Stored data entries:
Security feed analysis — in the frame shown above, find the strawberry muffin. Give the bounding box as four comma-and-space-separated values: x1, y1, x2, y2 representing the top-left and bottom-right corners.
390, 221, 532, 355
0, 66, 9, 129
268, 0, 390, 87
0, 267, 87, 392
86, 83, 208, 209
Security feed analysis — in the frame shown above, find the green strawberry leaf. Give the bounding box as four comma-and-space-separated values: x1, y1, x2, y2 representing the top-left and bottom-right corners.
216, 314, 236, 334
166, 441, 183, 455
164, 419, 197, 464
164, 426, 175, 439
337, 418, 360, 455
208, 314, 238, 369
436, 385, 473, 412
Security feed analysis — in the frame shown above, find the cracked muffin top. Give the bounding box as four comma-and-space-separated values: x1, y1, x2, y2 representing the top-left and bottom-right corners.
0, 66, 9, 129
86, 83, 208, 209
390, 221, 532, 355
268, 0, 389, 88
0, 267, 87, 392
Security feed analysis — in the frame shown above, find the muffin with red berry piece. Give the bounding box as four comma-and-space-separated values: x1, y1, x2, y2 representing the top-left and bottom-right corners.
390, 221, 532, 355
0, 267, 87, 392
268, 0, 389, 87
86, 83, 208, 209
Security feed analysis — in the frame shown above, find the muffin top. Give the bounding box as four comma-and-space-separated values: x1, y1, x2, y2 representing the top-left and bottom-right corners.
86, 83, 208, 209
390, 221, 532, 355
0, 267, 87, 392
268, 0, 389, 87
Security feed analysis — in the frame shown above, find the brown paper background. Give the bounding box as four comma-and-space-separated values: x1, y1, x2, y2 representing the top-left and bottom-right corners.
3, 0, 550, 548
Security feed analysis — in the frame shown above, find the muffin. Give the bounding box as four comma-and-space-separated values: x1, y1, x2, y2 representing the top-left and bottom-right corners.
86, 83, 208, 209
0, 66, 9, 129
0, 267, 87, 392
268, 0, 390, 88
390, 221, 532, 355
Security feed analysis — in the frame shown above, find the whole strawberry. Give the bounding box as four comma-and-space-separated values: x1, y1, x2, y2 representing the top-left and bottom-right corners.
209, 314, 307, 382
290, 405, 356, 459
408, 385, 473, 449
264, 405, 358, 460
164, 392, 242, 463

◆ **Problem to solve**
Repeat the whole of the data verbatim, as it reads above.

◆ **Reply to the task**
Security feed analysis — in the frame shown above, find the strawberry muffin. Give the bounding box as four comma-and-space-separated values: x1, y1, x2, y2 representing the top-left and bottom-right corners.
390, 221, 532, 355
0, 66, 9, 129
268, 0, 390, 87
0, 267, 87, 392
86, 83, 208, 209
Security feed analysis — in the frame shown above, find the green strawberry leaf. Give the bounding box as four comma-and-space-separated values: x1, y1, x2, y2 representing the top-left and bottom-right corners.
216, 314, 236, 334
166, 441, 183, 455
164, 419, 197, 464
164, 426, 175, 439
337, 418, 360, 455
208, 314, 238, 369
436, 385, 473, 412
Security feed analysis — in the frame shown above, find the cracked muffin top. Give the bounding box as four comma-and-space-separated values: x1, y1, x2, y2 representing the top-left and bottom-right corners.
0, 66, 9, 129
86, 83, 208, 209
390, 221, 532, 355
268, 0, 389, 88
0, 267, 87, 392
Security feed analysis — in the frame shown above, find the muffin with red berry piece. Give the bounding box as four comma-and-space-separated values: x1, y1, x2, y2 representing the top-left and bottom-right corners.
390, 221, 532, 355
0, 267, 87, 392
268, 0, 389, 87
86, 83, 208, 209
Security feed analysis — in the frame shown above, find the muffin top. Give the bounding box as four comma-and-space-separated values: x1, y1, x2, y2 representing the top-left and bottom-right corners.
86, 83, 208, 209
390, 221, 532, 355
0, 267, 87, 392
268, 0, 389, 87
Security feed analysis — in the frame shown above, find the brown paper background. Give the bounding box as four comma-and-space-separated values: x1, y1, x2, y2 representing the top-left and bottom-right corners.
3, 0, 550, 548
Security feed analysis — in the frame shown above, find the muffin. Give the bounding box as four comma-and-space-separated values: x1, y1, x2, y2 representing the top-left and bottom-right corners.
86, 83, 208, 209
0, 66, 9, 129
0, 267, 87, 392
268, 0, 390, 88
390, 221, 532, 355
Security feed analysis — in the frame shown above, find the whole strawberry. Give the bounding box as four comma-and-space-separated values: x1, y1, x2, y2 representing the top-left and bottom-right corners.
209, 314, 307, 382
290, 405, 356, 459
408, 385, 473, 449
264, 405, 358, 460
164, 392, 242, 463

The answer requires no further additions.